Germany's clean energy plan backfired

The nation's move away from nuclear power drove it right back to coal

Published July 30, 2013 3:24PM (EDT)

     (Christian Horvat/Wikimedia)
(Christian Horvat/Wikimedia)

When a nuclear power plant closes, a coal plant opens. At least, that’s the way things are shaping up in Germany, where the move away from nuclear energy appears to have backfired. For the second consecutive year, according to Bloomberg, the nation’s greenhouse gas emissions are set to increase.

German Chancellor Angela Merkel made headlines back in 2011 when, in the wake of the reactor meltdown in Tokyo, she announced the impending closure of Germany’s 17 nuclear reactors. Up until then, nuclear-generated energy contributed to a full quarter of the nation’s electricity.

At the time, the closings were framed as a positive effort to increase the country’s use of clean energy. As an expert then predicted to the New York Times: “If the government goes ahead with what it said it would do, then Germany will be a kind of laboratory for efforts worldwide to end nuclear power in an advanced economy.”

### TO BE DONE
(a) From the article on Germany's energy plan, return the passage from "Published July 30, 2013" to "set to increase." word for word.
(b) Translate this sentence from the article on Germany's energy plan into Spanish: "When a nuclear power plant closes, a coal plant opens."

### GIVEN DATA
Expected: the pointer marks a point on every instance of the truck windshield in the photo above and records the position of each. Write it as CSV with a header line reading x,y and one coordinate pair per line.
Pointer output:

### COMPLETED EXERCISE
(a)
Published July 30, 2013 3:24PM (EDT)

     (Christian Horvat/Wikimedia)
(Christian Horvat/Wikimedia)

When a nuclear power plant closes, a coal plant opens. At least, that’s the way things are shaping up in Germany, where the move away from nuclear energy appears to have backfired. For the second consecutive year, according to Bloomberg, the nation’s greenhouse gas emissions are set to increase.

(b) Cuando cierra una central nuclear, se abre una central de carbón.